== EXERCISE DETAILS ==
In the records below, copy out verbatim every line starting at the one containing "Report the position of each instance of the reflection" and ending at the one containing "[[388, 137], [276, 134], [349, 121]]", both included, with the picture left out.

== DATA EXCERPTS ==
=-=-=-=-=

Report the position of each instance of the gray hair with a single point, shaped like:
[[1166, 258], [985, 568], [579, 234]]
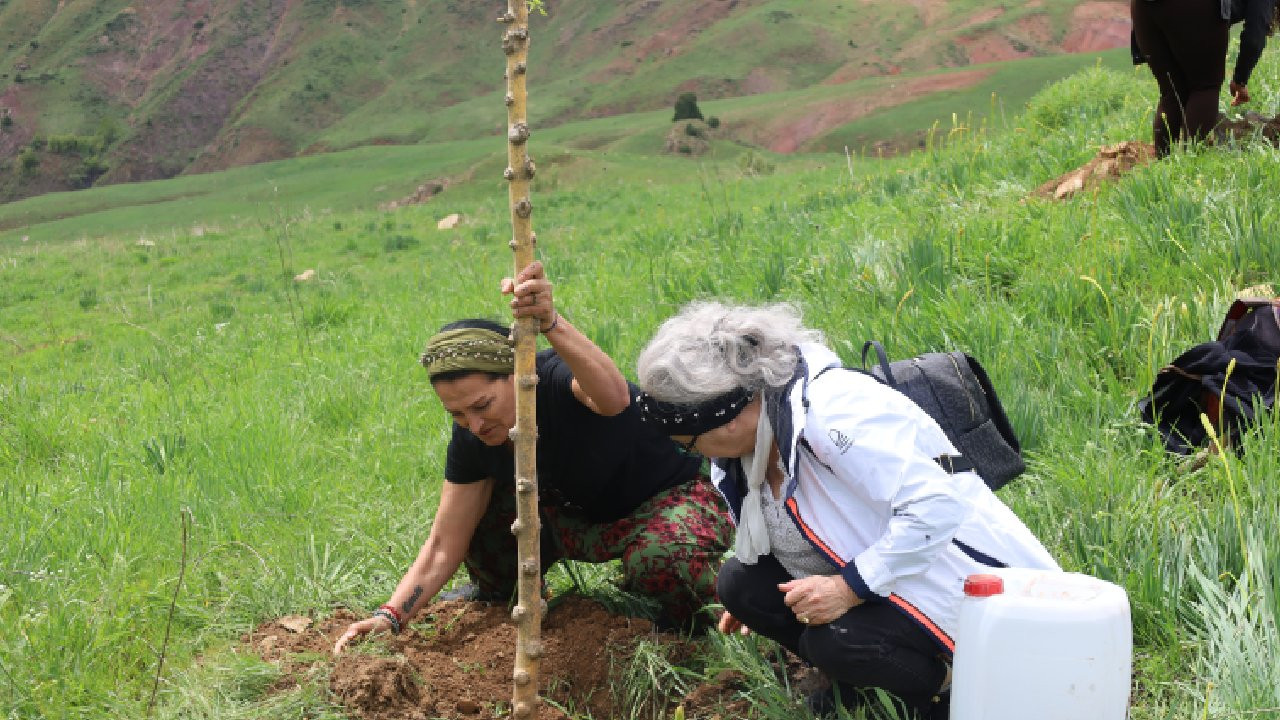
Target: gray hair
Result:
[[711, 349]]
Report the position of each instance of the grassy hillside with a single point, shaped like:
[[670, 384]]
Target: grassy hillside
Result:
[[568, 154], [106, 91], [191, 377]]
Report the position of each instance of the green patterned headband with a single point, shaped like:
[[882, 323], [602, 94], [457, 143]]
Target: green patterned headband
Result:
[[469, 349]]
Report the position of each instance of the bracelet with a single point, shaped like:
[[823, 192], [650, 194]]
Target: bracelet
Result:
[[392, 616]]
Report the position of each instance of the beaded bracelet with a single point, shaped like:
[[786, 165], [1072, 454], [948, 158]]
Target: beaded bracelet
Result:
[[389, 616]]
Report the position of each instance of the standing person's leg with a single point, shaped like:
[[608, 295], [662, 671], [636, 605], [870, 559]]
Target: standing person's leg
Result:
[[1148, 28], [877, 646], [671, 547], [1198, 37]]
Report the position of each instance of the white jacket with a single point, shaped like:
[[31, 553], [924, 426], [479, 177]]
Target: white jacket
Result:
[[864, 488]]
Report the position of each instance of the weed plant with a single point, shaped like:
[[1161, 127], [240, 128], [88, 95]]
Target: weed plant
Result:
[[146, 377]]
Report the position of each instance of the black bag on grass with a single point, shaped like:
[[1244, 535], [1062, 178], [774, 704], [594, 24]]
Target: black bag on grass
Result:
[[1197, 381], [955, 391]]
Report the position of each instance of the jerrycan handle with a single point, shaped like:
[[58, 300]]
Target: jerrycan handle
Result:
[[983, 586]]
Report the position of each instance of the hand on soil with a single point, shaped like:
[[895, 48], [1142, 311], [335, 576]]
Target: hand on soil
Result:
[[730, 624], [360, 628]]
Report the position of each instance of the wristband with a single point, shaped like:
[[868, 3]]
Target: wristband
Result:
[[391, 615]]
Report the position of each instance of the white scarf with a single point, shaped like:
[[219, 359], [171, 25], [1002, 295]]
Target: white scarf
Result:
[[753, 536]]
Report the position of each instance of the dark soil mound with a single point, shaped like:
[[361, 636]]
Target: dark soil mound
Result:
[[457, 660]]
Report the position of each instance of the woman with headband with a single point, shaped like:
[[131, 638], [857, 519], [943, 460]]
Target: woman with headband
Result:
[[609, 487], [853, 542]]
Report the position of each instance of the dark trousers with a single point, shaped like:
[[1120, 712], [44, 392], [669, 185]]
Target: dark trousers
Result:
[[872, 646], [1184, 42]]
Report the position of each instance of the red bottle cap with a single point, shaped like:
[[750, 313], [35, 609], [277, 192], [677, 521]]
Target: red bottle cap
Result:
[[983, 586]]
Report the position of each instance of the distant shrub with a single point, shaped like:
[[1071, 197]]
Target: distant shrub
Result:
[[754, 164], [1084, 96], [400, 242], [28, 160], [686, 108]]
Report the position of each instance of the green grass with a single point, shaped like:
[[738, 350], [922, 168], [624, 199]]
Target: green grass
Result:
[[338, 76], [141, 382]]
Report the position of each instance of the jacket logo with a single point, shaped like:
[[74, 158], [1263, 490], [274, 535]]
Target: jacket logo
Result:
[[841, 441]]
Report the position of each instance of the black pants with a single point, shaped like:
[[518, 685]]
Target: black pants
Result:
[[1184, 41], [872, 646]]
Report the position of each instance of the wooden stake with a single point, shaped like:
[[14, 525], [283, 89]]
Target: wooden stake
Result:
[[528, 613]]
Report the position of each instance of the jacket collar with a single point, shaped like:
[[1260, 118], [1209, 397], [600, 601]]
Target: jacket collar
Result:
[[789, 404]]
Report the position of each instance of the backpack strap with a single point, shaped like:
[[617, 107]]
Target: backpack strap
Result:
[[952, 464], [882, 356]]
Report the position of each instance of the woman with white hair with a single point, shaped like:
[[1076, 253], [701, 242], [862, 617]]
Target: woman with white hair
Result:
[[853, 541]]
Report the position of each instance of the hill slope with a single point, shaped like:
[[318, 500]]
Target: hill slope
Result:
[[108, 91]]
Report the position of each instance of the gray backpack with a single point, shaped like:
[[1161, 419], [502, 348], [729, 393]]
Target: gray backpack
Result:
[[956, 392]]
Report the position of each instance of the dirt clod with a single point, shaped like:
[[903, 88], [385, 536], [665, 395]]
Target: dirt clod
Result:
[[1110, 163], [456, 661]]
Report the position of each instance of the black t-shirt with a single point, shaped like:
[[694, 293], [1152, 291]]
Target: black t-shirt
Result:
[[600, 466]]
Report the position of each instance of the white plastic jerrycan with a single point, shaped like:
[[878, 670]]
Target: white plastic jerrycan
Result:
[[1042, 645]]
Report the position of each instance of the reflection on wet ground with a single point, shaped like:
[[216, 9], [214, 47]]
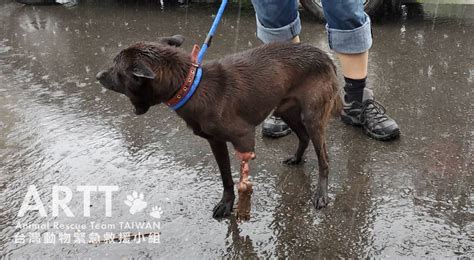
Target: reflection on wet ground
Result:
[[412, 197]]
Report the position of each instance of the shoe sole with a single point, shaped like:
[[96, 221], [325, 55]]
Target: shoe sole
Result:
[[388, 137], [276, 134], [349, 121]]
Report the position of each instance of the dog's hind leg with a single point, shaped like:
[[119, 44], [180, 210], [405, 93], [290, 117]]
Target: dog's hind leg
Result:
[[225, 206], [245, 152], [292, 116], [315, 124]]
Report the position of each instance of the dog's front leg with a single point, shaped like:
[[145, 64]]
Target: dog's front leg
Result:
[[245, 187], [225, 206]]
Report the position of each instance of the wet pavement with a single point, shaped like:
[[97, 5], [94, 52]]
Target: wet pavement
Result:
[[408, 198]]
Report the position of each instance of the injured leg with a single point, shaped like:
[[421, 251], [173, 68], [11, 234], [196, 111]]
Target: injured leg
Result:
[[244, 187]]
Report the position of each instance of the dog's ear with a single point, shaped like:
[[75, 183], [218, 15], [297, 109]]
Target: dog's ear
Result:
[[143, 71], [175, 40]]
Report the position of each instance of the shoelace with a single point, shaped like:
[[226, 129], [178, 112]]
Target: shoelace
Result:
[[373, 110]]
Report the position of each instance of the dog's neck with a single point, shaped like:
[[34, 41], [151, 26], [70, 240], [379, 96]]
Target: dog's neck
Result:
[[171, 71]]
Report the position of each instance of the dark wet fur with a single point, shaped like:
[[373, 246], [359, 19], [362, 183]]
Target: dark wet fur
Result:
[[235, 95]]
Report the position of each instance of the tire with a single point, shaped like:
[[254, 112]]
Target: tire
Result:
[[372, 7]]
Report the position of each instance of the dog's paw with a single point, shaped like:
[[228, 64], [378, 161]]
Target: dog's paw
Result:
[[223, 209], [320, 200], [293, 161]]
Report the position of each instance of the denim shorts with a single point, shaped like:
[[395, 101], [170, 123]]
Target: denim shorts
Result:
[[348, 26]]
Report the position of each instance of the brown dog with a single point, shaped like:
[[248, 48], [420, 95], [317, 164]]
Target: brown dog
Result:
[[236, 94]]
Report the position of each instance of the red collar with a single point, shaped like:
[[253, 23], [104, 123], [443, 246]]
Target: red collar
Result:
[[186, 87]]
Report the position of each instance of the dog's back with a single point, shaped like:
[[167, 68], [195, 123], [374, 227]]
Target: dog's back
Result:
[[273, 74]]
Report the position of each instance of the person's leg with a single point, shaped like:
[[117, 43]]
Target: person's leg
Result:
[[277, 20], [350, 36]]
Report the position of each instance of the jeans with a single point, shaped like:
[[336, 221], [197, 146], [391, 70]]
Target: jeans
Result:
[[348, 26]]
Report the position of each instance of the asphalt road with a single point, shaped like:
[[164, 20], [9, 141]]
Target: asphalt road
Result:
[[408, 198]]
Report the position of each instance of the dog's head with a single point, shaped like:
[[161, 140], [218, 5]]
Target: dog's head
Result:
[[134, 71]]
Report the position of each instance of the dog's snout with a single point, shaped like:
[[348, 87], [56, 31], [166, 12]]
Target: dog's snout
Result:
[[100, 75]]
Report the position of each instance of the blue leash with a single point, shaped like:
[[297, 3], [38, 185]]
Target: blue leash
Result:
[[203, 50]]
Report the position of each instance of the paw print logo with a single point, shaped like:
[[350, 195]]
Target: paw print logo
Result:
[[156, 212], [136, 202]]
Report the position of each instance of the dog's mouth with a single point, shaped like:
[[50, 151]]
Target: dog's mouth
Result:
[[141, 109]]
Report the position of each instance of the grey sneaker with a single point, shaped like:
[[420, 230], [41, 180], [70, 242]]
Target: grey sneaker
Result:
[[371, 116], [275, 127]]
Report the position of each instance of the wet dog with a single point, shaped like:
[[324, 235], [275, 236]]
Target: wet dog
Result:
[[235, 94]]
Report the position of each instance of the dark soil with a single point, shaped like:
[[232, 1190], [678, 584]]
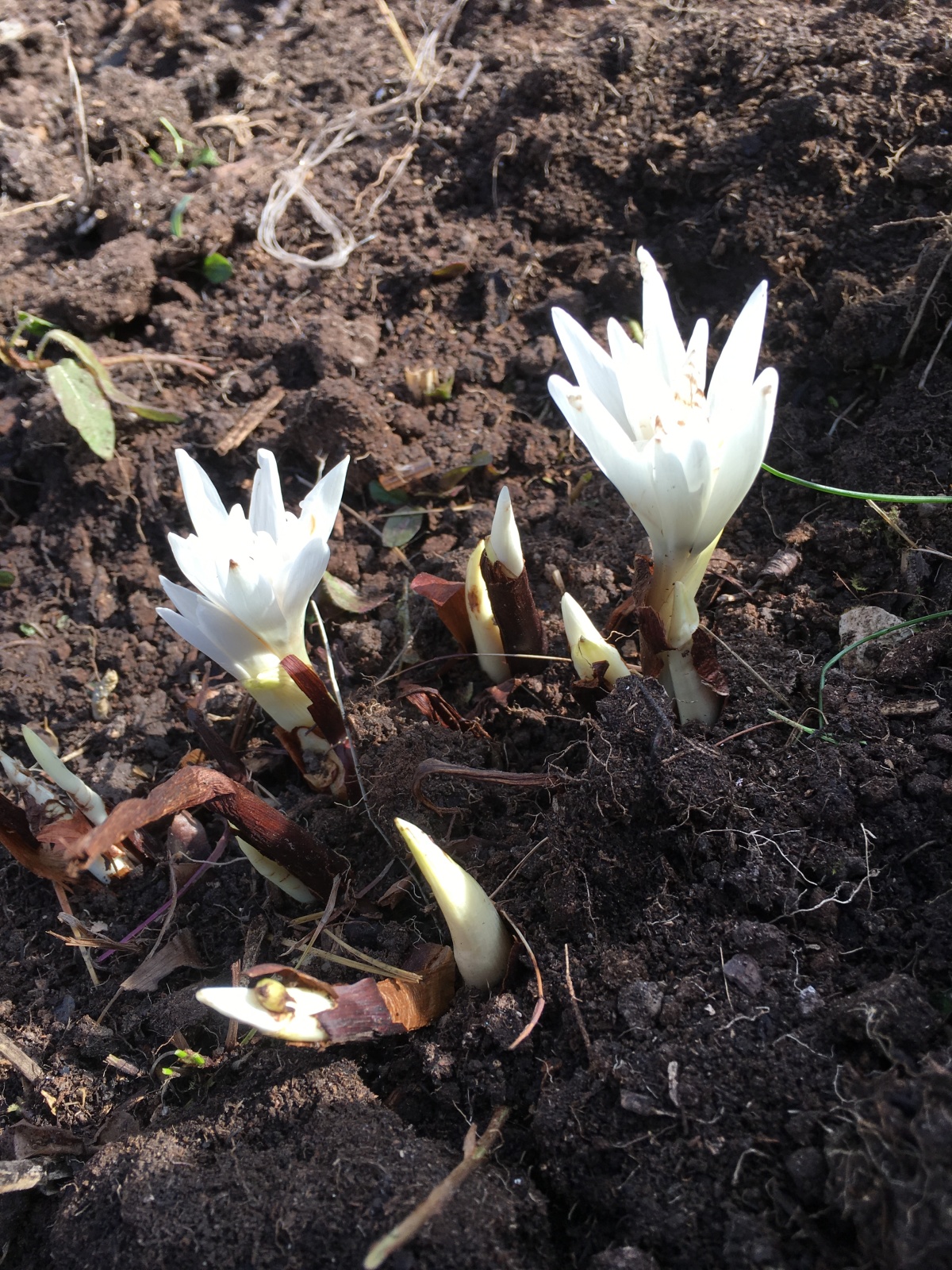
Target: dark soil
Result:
[[755, 920]]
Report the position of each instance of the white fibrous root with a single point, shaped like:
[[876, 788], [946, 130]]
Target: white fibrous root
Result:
[[587, 647], [274, 1009], [277, 874], [482, 943], [486, 630], [254, 578]]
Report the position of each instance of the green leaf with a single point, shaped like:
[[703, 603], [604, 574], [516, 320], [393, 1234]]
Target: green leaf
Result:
[[346, 597], [480, 459], [389, 497], [84, 406], [178, 214], [403, 526], [32, 325], [105, 379], [217, 268], [175, 137], [206, 156]]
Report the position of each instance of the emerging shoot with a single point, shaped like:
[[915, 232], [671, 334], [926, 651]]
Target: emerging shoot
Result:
[[588, 648], [482, 944]]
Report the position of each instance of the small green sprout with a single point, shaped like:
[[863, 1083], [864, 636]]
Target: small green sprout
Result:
[[217, 268]]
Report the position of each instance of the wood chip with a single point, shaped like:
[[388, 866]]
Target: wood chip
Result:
[[25, 1064], [909, 709], [249, 421]]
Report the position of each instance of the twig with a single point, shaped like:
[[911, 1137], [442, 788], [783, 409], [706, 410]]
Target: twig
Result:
[[759, 679], [475, 1151], [12, 1053], [202, 869], [397, 33], [920, 314], [33, 207], [336, 689], [577, 1009], [936, 353], [539, 987], [257, 413], [232, 1035], [82, 133]]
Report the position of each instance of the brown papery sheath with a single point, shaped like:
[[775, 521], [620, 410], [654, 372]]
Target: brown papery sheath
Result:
[[516, 614], [386, 1007]]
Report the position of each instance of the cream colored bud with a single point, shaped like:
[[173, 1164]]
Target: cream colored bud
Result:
[[482, 944], [587, 647], [505, 543], [277, 874], [486, 633], [294, 1020]]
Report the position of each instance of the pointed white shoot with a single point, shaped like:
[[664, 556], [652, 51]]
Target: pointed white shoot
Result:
[[482, 944], [505, 543], [273, 1009], [486, 633], [587, 647], [86, 799], [277, 874]]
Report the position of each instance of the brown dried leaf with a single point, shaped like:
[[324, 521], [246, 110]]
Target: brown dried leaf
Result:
[[450, 601], [267, 829], [181, 950]]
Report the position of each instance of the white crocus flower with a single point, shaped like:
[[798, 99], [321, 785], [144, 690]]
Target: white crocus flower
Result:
[[682, 459], [255, 577]]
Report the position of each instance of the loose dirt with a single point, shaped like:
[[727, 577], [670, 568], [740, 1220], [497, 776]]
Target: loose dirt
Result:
[[755, 918]]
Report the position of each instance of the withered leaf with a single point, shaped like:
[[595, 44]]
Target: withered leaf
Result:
[[267, 829], [181, 950]]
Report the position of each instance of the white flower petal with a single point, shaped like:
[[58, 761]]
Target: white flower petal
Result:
[[202, 501], [663, 342], [266, 514], [319, 510], [696, 361], [215, 633], [298, 582], [742, 454], [736, 365], [592, 366], [615, 452], [505, 537], [197, 563], [682, 489], [644, 393]]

=-=-=-=-=

== REPLY ==
Report the position of each instance of the reflection on wet ground with a single point, shaped like:
[[216, 9], [214, 47]]
Target: reflection on wet ground
Result:
[[412, 197]]
Report the position of each instance of the shoe sole with a single point, shaped like:
[[96, 221], [325, 55]]
Target: shoe sole
Result:
[[388, 137], [276, 134], [349, 121]]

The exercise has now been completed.